[YOUR GOAL]
All entries should be copied exactly; the pictures stay out.

☆ ☆ ☆ ☆ ☆

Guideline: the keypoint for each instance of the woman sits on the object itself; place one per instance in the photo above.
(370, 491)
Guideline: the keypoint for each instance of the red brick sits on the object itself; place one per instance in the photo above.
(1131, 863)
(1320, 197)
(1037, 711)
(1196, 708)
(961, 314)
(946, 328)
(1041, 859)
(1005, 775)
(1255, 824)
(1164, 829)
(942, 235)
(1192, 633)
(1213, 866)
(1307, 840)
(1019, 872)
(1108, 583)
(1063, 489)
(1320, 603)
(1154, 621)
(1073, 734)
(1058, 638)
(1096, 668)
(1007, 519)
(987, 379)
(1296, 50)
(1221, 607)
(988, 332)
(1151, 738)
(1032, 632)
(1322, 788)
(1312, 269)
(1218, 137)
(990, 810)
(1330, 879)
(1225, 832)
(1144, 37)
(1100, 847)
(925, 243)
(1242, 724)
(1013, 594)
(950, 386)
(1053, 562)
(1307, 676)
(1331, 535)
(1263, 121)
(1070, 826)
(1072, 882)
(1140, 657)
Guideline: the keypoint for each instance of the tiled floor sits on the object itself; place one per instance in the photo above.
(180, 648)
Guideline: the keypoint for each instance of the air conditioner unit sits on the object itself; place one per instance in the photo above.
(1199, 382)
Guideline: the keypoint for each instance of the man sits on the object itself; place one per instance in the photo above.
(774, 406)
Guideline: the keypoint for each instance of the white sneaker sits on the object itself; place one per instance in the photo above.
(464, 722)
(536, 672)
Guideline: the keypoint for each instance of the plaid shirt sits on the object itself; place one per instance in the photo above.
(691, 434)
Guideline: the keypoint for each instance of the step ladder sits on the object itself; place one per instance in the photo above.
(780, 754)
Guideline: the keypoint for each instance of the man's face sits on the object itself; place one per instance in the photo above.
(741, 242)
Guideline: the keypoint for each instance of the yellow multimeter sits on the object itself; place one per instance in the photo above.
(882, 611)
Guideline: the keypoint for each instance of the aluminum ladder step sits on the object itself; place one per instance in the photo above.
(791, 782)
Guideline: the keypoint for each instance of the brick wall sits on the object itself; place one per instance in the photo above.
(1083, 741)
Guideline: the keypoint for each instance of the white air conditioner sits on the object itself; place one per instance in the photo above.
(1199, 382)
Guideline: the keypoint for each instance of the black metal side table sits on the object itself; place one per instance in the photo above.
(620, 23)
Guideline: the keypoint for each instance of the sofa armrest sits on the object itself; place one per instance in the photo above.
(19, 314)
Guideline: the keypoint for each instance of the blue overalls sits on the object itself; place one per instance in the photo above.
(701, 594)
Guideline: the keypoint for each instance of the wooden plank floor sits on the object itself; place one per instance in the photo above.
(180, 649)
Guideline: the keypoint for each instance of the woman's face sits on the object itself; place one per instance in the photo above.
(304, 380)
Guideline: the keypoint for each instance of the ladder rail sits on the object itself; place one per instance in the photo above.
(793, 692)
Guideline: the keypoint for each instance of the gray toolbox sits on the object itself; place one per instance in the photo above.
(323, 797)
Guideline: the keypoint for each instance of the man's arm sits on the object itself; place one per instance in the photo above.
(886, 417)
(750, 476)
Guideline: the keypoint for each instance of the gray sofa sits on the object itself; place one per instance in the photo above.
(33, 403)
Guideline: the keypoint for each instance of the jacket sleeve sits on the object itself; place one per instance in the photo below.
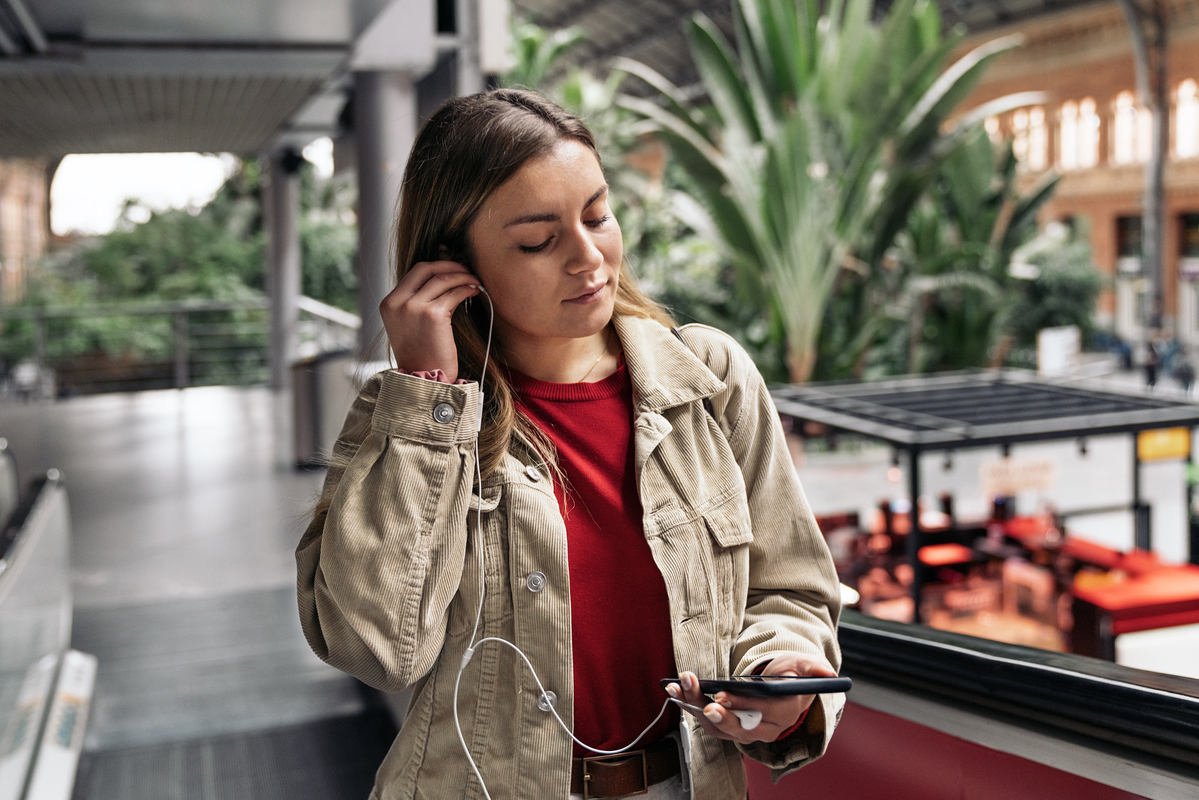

☆ ☆ ☆ ☆ ☆

[RESPONSE TO THIS EXERCISE]
Guideline: the keypoint for each instance of the woman sits on the object itself; place one per instance in the photo above.
(370, 491)
Guideline: the keypoint for each instance of the red brick sits on the object itself; place one per instance in the photo above.
(1131, 863)
(1320, 197)
(1037, 711)
(1196, 708)
(961, 314)
(946, 328)
(1041, 859)
(1005, 775)
(1255, 824)
(1164, 829)
(942, 235)
(1192, 633)
(1213, 866)
(1307, 840)
(1019, 872)
(1108, 583)
(1063, 489)
(1320, 603)
(1154, 621)
(1073, 734)
(1058, 638)
(1096, 668)
(1007, 519)
(987, 379)
(1296, 50)
(1221, 607)
(988, 332)
(1151, 738)
(1032, 632)
(1322, 788)
(1312, 269)
(1218, 137)
(990, 810)
(1330, 879)
(1225, 832)
(1144, 37)
(1100, 847)
(925, 243)
(1242, 724)
(1013, 594)
(950, 386)
(1053, 562)
(1307, 676)
(1331, 535)
(1263, 121)
(1070, 826)
(1072, 882)
(1140, 657)
Guideline: the keypoint for each instance of the tiled floor sits on the object itself; place one per instance in the photo above.
(180, 648)
Guideline: the keypoint for each instance of the air conditioner unit sits on the object itself; place one per instance in the photo above.
(1199, 382)
Guideline: the keypoint for each instance of the man sits on the object itself; place one per instance in the photo above.
(774, 406)
Guideline: the keypoint for each instance of the white sneaker sits on the object itself; place one per instance in the photo above.
(464, 722)
(536, 672)
Guideline: the keypoint for each instance of the plaid shirt sits on the object itself; place one per instance in the photo above.
(691, 434)
Guideline: the keypoint for each instance of the step ladder sits on the object itself; place one per instance in the photo above.
(780, 754)
Guideline: the keypoint for each instance of the man's face sits on the object itself; place one per instance in the photo above.
(741, 242)
Guideline: the keypoint for each instance of the yellow multimeter sits on the object itself; place one per instance in the photo above.
(882, 611)
Guideline: the keypoint for each instance of the aluminum ladder step sits on the object itself; place one per instance in the photo above.
(791, 782)
Guideline: the keypoint for each instance of the brick wall sits on the object itself; place one per instance in the photo above.
(1083, 741)
Guideline: the keypoint for each instance of the white air conditioner sits on the object itself; place one per instance in the photo above.
(1199, 382)
Guideline: the keypoint for each instance of the black metal side table sits on the object itself; place one per instance in the photo above.
(620, 23)
Guideline: the keypoint for each instance of the sofa armrest sits on the object itself; place one per instance in the photo above.
(19, 314)
Guideline: the keypoint for each instance of the blue overalls sits on the object itself; place one per instance in the photo above.
(701, 594)
Guideline: the keypoint for each instance of the wooden plank floor sits on the object itself; place one per instance in the photo above.
(180, 649)
Guideline: the keypoint for each instance of the woman's face sits on the object itself; place one per instance in the photo above.
(304, 380)
Guideline: the keypoint for each instance of the ladder rail sits on the object itself; place one per instance in the photo above.
(793, 692)
Guideline: the keypoint for each instance of the gray toolbox sits on the object itself; place one per instance in the photo above.
(323, 797)
Guideline: the keypoint for each instance of the man's arm sits on the object itself; place one per instance in the photo above.
(886, 417)
(750, 476)
Guideline: the keypoint for each instance of the gray sofa sits on the object itself; place one per instance in the photo above.
(33, 403)
Guideline: the keypoint for each instance of the jacket sleeve sits on the object itself; place one per instance in the photo below.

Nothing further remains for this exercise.